MATERIAL FOR THIS EXERCISE:
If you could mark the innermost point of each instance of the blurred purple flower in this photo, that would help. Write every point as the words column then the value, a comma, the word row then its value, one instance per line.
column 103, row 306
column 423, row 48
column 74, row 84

---

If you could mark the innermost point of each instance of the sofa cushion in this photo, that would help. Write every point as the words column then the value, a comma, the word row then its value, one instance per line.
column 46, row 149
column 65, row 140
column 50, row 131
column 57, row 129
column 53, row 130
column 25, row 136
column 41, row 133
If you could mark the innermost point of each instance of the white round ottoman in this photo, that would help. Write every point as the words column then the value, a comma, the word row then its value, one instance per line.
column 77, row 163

STATED TASK:
Starting with the line with "of the blurred" and going on through the line with "column 74, row 84", turn the data into a numbered list, skipping any blank lines.

TASK ANSWER:
1. If you could mark the innermost point of each instance of the blurred purple flower in this photo, that would help. Write every point as the words column then the value, a comma, the word row then its value, one instance per line.
2. column 103, row 306
3. column 423, row 48
4. column 74, row 84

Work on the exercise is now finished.